**DESCRIPTION OF THE TASK**: Return the data below exactly, but only from the line containing "Could you spot the curved" through the line containing "point(568, 246)", with both of those lines included.

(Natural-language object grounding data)
□ □ □ □ □ □ □

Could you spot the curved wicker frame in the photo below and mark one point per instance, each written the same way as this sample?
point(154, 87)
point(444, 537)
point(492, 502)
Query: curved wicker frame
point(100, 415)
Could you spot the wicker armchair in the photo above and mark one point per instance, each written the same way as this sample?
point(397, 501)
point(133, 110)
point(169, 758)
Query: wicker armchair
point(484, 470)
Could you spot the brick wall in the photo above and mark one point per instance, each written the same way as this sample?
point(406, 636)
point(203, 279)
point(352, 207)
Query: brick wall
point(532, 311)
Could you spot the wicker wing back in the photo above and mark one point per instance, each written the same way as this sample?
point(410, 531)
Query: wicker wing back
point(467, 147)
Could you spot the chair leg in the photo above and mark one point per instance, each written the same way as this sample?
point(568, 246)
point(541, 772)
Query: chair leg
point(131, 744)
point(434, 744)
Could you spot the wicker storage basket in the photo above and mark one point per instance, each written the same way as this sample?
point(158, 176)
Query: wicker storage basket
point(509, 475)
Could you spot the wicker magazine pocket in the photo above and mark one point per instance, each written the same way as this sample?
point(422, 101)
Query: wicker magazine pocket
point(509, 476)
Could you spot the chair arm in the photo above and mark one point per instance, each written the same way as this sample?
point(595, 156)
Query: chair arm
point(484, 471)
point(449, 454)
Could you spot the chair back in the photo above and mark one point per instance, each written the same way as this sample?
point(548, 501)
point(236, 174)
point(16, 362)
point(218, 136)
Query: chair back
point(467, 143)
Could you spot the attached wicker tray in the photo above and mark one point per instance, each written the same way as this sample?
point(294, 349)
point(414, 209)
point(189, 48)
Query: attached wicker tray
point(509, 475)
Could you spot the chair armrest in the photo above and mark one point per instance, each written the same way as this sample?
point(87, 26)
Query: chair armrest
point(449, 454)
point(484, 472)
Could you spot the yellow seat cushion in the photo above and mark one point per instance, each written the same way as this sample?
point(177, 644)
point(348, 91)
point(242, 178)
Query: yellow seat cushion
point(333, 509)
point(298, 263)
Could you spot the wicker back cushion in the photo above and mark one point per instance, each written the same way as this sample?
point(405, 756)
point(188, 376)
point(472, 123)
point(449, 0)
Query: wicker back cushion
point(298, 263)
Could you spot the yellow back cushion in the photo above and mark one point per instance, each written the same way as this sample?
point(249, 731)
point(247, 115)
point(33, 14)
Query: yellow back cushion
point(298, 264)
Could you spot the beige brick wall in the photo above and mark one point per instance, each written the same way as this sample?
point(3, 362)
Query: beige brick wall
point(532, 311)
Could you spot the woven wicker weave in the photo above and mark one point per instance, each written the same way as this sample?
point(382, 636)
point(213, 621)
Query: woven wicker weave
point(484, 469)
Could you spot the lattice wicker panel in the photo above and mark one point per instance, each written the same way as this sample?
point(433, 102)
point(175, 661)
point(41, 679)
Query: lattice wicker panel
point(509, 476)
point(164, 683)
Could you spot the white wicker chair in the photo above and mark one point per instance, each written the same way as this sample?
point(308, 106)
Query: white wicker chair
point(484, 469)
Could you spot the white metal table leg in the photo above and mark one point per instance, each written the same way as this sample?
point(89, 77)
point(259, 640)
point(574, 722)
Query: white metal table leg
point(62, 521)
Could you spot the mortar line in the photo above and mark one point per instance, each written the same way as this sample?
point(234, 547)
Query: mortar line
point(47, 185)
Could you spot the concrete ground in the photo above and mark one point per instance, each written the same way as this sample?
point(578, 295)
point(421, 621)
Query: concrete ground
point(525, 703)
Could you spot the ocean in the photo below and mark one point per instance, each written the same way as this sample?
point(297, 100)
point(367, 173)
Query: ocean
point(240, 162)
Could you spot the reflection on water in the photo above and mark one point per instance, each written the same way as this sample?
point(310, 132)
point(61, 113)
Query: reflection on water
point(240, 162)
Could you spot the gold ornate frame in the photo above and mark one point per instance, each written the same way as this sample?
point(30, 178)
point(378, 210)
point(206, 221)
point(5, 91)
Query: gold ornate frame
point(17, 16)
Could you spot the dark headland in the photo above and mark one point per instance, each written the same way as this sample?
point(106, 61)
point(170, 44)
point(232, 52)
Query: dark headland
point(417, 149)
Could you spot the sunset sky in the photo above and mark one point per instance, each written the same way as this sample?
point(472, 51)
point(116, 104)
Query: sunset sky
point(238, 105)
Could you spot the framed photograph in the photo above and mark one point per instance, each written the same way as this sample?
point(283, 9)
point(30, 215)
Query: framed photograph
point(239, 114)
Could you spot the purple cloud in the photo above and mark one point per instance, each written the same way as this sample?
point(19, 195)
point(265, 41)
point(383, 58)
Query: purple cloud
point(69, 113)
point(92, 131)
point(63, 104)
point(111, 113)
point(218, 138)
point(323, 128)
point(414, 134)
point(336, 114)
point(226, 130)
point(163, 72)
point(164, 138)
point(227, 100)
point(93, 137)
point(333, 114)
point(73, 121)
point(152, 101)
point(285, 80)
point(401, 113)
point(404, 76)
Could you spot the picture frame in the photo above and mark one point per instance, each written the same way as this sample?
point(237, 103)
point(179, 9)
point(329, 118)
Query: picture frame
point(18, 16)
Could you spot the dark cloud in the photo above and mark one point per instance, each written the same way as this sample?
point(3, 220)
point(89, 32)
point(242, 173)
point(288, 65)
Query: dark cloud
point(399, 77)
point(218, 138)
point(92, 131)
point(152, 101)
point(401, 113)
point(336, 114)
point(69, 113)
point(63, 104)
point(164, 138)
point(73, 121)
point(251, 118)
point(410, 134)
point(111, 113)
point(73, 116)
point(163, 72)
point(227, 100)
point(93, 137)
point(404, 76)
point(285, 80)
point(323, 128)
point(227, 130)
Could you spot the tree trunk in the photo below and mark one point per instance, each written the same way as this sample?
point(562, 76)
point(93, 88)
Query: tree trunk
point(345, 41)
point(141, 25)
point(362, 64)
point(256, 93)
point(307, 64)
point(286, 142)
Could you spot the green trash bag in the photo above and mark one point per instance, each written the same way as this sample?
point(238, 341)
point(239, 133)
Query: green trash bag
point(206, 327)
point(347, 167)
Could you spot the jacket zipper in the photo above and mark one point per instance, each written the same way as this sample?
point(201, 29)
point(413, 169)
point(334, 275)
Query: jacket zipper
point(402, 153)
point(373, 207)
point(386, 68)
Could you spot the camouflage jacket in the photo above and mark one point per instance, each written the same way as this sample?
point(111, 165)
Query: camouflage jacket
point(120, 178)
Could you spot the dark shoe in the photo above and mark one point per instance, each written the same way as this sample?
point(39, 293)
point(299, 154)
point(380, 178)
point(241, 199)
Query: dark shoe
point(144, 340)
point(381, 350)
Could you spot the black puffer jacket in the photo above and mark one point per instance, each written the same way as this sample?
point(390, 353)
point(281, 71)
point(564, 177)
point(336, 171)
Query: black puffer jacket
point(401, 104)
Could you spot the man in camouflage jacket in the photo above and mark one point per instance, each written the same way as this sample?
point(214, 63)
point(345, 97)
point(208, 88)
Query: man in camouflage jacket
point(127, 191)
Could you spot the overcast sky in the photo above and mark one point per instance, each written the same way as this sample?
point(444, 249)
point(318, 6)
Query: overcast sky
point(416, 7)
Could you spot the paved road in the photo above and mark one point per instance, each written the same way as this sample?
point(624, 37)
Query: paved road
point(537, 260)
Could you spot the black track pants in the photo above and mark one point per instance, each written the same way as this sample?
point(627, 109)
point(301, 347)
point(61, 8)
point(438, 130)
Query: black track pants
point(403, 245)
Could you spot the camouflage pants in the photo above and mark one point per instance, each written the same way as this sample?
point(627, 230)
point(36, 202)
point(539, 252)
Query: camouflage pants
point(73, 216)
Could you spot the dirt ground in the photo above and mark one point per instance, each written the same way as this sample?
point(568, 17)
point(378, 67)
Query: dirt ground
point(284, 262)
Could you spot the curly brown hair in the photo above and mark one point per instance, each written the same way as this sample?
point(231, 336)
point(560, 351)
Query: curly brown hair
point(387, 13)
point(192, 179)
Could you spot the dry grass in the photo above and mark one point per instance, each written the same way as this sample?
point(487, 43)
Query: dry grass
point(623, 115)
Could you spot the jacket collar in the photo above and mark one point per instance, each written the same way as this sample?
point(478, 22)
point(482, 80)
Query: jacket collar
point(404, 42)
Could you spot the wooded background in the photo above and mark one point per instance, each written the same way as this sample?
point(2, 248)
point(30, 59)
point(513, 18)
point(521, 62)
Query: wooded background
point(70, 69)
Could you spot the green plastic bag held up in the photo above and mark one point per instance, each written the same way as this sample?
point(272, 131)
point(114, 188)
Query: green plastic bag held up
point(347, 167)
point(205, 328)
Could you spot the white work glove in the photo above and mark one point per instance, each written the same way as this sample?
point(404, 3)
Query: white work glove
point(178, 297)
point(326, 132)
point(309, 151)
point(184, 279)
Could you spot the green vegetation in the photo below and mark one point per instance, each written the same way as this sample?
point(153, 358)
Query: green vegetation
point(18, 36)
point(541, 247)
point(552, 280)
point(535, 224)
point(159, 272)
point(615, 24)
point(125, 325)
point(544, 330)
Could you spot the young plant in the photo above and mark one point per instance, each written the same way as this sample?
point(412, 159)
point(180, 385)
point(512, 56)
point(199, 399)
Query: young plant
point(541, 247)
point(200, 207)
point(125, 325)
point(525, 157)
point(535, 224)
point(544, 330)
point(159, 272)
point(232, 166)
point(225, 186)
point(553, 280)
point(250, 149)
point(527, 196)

□ □ □ □ □ □ □

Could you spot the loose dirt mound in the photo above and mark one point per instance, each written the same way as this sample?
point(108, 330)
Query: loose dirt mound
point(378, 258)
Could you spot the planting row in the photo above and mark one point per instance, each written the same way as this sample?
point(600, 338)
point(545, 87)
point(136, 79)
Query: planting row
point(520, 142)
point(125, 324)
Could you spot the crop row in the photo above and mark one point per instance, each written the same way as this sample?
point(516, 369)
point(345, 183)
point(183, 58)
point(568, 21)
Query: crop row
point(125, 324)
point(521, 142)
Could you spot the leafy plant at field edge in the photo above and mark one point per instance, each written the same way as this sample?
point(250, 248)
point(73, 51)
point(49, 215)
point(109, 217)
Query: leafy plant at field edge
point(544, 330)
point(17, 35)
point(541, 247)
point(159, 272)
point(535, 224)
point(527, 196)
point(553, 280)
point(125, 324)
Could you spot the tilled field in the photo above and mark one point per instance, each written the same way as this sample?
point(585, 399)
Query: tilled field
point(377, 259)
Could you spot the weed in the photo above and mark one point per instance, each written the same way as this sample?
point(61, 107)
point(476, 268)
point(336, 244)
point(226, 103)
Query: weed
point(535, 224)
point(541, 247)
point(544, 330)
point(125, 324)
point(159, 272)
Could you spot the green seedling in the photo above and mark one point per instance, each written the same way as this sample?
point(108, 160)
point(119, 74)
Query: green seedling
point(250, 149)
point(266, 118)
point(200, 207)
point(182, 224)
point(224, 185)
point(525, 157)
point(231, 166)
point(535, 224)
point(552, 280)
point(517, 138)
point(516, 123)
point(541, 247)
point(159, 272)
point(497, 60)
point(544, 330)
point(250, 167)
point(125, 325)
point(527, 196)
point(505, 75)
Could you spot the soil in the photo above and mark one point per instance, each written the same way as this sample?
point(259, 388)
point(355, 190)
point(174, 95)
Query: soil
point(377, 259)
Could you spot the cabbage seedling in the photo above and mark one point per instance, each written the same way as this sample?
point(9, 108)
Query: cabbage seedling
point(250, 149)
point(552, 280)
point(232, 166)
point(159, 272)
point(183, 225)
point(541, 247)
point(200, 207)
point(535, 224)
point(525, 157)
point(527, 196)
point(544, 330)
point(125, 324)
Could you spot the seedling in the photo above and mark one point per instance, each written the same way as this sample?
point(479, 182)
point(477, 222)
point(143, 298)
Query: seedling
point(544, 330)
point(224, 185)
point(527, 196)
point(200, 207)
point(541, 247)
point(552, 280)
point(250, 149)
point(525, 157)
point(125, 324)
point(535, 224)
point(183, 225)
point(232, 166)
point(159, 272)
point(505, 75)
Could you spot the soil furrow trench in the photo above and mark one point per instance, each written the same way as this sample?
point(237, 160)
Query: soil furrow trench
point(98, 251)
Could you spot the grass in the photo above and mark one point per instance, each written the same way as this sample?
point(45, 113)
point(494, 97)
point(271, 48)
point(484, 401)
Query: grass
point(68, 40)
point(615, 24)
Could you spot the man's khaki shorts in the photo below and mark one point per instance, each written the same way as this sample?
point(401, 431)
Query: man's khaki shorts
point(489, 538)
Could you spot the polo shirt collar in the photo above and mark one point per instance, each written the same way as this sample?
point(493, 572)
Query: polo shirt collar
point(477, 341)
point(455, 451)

□ □ □ □ □ □ □

**WRITTEN RESPONSE**:
Could you spot the curved wicker frame in the photo below and mark one point per instance, each written the same way as this sample?
point(154, 87)
point(444, 537)
point(492, 502)
Query: curved wicker frame
point(100, 415)
Could you spot the wicker armchair in the photo above and mark one point per instance, each written the same way as this sample?
point(397, 501)
point(133, 110)
point(169, 758)
Query: wicker armchair
point(484, 470)
Could you spot the brick wall in the photo above and mark one point per instance, each written the same way as this sample?
point(406, 636)
point(203, 279)
point(352, 207)
Query: brick wall
point(532, 311)
Could you spot the wicker wing back in the photo above and mark one point per instance, each written the same way as this sample?
point(410, 531)
Query: wicker wing back
point(467, 147)
Could you spot the chair leg in the photo above and mark one point per instance, each written the same way as this sample?
point(568, 246)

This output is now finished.